» **Blocco di testo**:

- - -

MAFIA, UNA STORIA COMPARATA – Un saggio di Lucrezia Lorenzini

Un saggio di Lucrezia Lorenzini esplora il rapporto tra la “devianza organizzata” siciliana o la comunicazione

“Mafia, una storia comparata” – Ecco come ne hanno parlato la letteratura, il giornalismo e il cinema

di Francesco Bonardelli (*)

Esistono i manuali, le inchieste, i pamphlet, i resoconti sulla “mafiosità sicula”; ma in pochi, anche tra gli autorevoli studiosi della tematica specifica, si sono finora interrogati in merito alla reale incidenza dei modelli interpretativi del fenomeno sul divenire culturale, ampiamente inteso nella sua dialettica con i contesti territoriali e geografici. Tanto nella società attuale, caratterizzata da una costante dilatazione delle possibilità comunicative e quindi delle indagini conoscitive, tanto in quella dei decenni e dei secoli trascorsi, al contrario ristretta tra i limiti angusti degli àmbiti intellettuali d’élite, e quindi della spesso acritica trasmissione delle idee.

A colmare una tale lacuna, che finisce anche per penalizzare l’immagine stessa dell’isola nella sua ingiusta e frettolosa identificazione in una generica e diffusa “devianza organizzata”, provvede ora un documentato e articolato studio di Lucrezia Lorenzini, arricchito dai contributi di alcuni specialisti della materia, professionalmente coinvolti e intellettualmente impegnati. Il volume sulle “Possibilità conoscitive del fenomeno mafia in Sicilia nella letteratura e nelle relazioni Stato-società” (Rubbettino, 226 pagine, 20 euro) si avvale infatti delle collaborazioni, sotto forma d’intervista, del prefetto Giosuè Marino, già Commissario straordinario del governo per il coordinamento delle iniziative antiracket e antiusura, del magistrato Giuseppe Verzera, sostituto procuratore della Repubblica alla Direzione distrettuale antimafia di Messina, e dell’assessore regionale all’istruzione e alla formazione professionale, Mario Centorrino. E dei contributi in forma di saggio del giornalista Nuccio Anselmo, segretario dell’Ordine regionale di Sicilia, della docente universitaria Amelia Ioli Gigante, dello storico della Chiesa Francesco Michele Stabile, e dello storico del cinema Francesco Gulletta.

- - -

» **Sezione dati**:

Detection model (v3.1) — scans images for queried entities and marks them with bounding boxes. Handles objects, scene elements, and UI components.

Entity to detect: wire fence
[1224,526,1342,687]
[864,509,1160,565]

- - -

» **Compiti da svolgere**:
1. Nell'articolo sul volume di Lucrezia Lorenzini, chi ha contribuito al libro in forma di saggio? Elencali tutti.
2. Secondo l'articolo sul volume di Lucrezia Lorenzini, quante pagine conta il libro?
3. Prosegui l'articolo sul volume di Lucrezia Lorenzini partendo dall'ultima frase riportata.

» **Risposte per compito**:
1. Nuccio Anselmo, Amelia Ioli Gigante, Francesco Michele Stabile, Francesco Gulletta

2. 226 pagine.

3.
Non tanto allora la ricerca della risposta fatidica alla domanda “cos’è la mafia?”; quanto l’interrogativo parallelo, ma indipendente, di come la mafia sia stata considerata, valutata, e dunque anche letterariamente affrontata dalle origini nello Stato post-unitario fino ai tempi recenti della sua decisa e inequivocabile collocazione fuori dai margini della dinamica civile e democratica. Perché non è stata poi sempre così scontata, la connotazione negativa del fenomeno; non sempre sono stati dati per certi e incontestabili i paradigmi morali del rifiuto della violenza, della vile sopraffazione, del potere della forza di pochi sulla debolezza e la fragilità di molti.

Istruttivo dunque e mai banalmente lineare, il lungo percorso compiuto dalla Lorenzini – che insegna Letteratura e filologia siciliana nell’università di Messina – attraverso i modelli interpretativi degli scrittori, dei poeti, dei cantori; ma anche dei resocontisti, dei viaggiatori, degli osservatori ironici e disincantati dell’isola, con i suoi irrisolti drammi sociali e i suoi costanti e mai placati turbinii interiori.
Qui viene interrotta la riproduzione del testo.